Virologist: Even those immune to COVID-19 must wear masks

Officers checking for and distributing masks in Tallinn's Town Hall Square (Raekoja plats).
Officers checking for and distributing masks in Tallinn's Town Hall Square (Raekoja plats). Source: Ken Mürk/ERR

University of Tartu virologist Andres Merits said that the 19,000 people who are vaccinated and the nearly 38,000, who are known to have carried the coronavirus at some point, must still wear masks when moving around in public places.

Merits said protection from infection and falling ill is not necessarily one and the same. "Currently, we know that people, who are vaccinated or have lived through the virus, do not fall ill for a period or do not at all. Especially among those vaccinated and those who have recovered, we do not know if they are infectious or if they can transmit the virus. That is a hole in our knowledge," he explained.

> THINGS TO DO:
1: Answer each question using the article on masks:
(a) At which university does Andres Merits work?
(b) Who is credited as the source of the photo?
(c) What phrase does Merits use for the uncertainty about whether vaccinated and recovered people can transmit the virus?
2: List every proper name of a person, place, or organization that appears in the article on masks, in order of first appearance.
3: Quote the article on masks from "Virologist: Even those" to "in public places.".

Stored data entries
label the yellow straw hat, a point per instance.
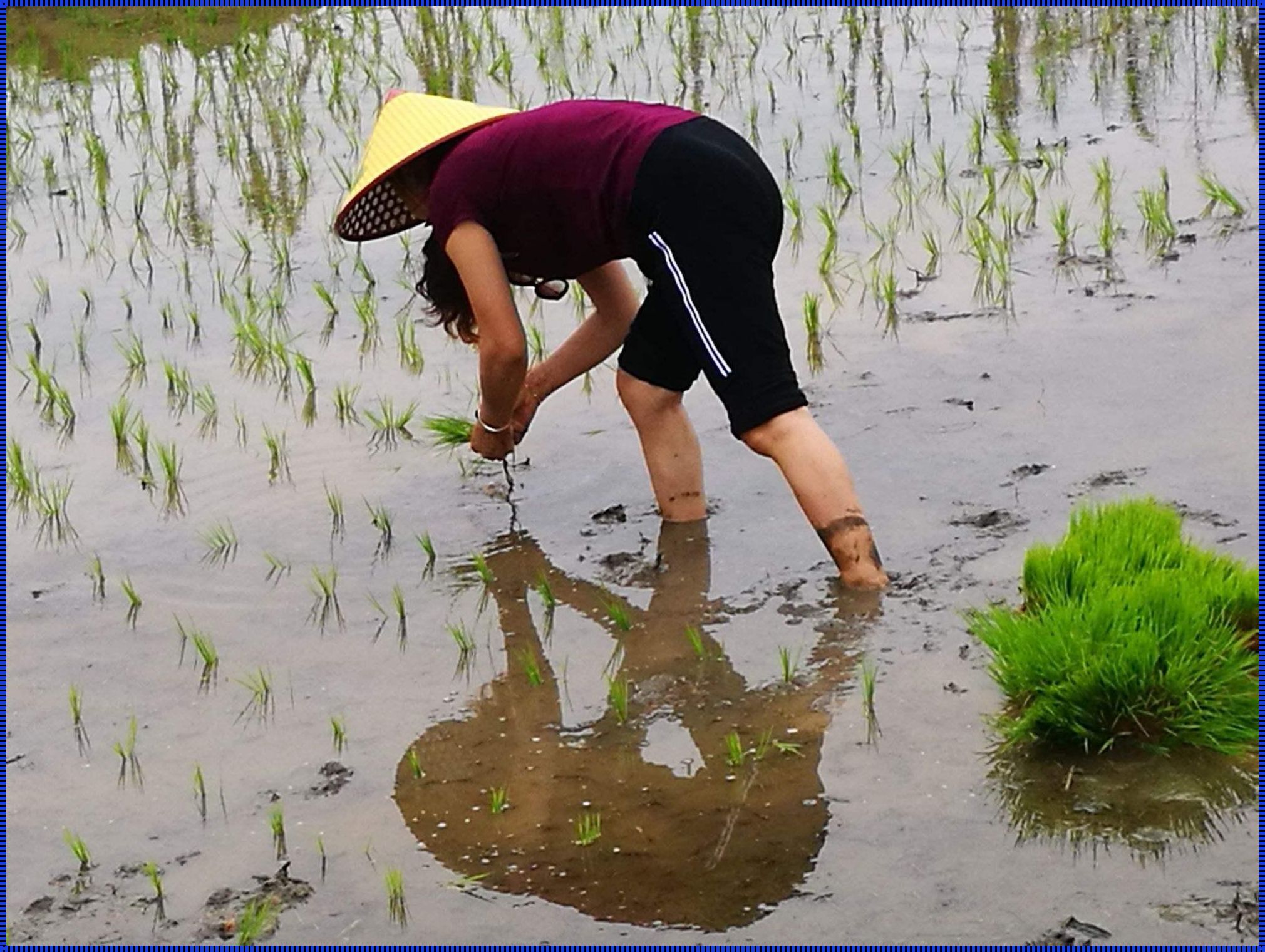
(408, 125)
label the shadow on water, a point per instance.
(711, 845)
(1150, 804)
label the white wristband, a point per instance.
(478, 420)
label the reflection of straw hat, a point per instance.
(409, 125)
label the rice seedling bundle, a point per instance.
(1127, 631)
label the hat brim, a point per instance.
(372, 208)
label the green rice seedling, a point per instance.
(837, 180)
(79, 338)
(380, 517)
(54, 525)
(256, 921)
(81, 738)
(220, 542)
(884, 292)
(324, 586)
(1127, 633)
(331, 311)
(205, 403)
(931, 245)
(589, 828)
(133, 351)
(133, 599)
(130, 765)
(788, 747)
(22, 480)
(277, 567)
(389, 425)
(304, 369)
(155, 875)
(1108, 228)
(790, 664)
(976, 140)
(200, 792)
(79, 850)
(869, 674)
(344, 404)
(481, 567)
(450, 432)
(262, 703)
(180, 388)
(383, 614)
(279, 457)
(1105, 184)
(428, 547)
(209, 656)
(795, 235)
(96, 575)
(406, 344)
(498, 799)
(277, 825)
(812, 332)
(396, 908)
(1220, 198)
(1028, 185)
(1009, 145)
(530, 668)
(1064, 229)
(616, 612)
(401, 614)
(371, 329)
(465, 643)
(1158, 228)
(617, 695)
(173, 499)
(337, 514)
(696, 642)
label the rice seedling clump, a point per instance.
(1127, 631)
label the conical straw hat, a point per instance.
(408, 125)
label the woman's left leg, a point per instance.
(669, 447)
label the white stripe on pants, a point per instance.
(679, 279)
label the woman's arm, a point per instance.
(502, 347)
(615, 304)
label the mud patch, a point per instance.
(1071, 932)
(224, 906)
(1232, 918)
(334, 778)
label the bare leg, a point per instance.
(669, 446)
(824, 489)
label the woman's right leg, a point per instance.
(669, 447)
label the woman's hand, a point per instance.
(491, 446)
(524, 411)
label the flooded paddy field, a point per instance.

> ANSWERS FOR THIS EXERCISE:
1:
(a) University of Tartu
(b) Ken Mürk/ERR
(c) "a hole in our knowledge"

2:
Tallinn
Town Hall Square (Raekoja plats)
Ken Mürk
ERR
University of Tartu
Andres Merits

3:
Virologist: Even those immune to COVID-19 must wear masks

Officers checking for and distributing masks in Tallinn's Town Hall Square (Raekoja plats).
Officers checking for and distributing masks in Tallinn's Town Hall Square (Raekoja plats). Source: Ken Mürk/ERR

University of Tartu virologist Andres Merits said that the 19,000 people who are vaccinated and the nearly 38,000, who are known to have carried the coronavirus at some point, must still wear masks when moving around in public places.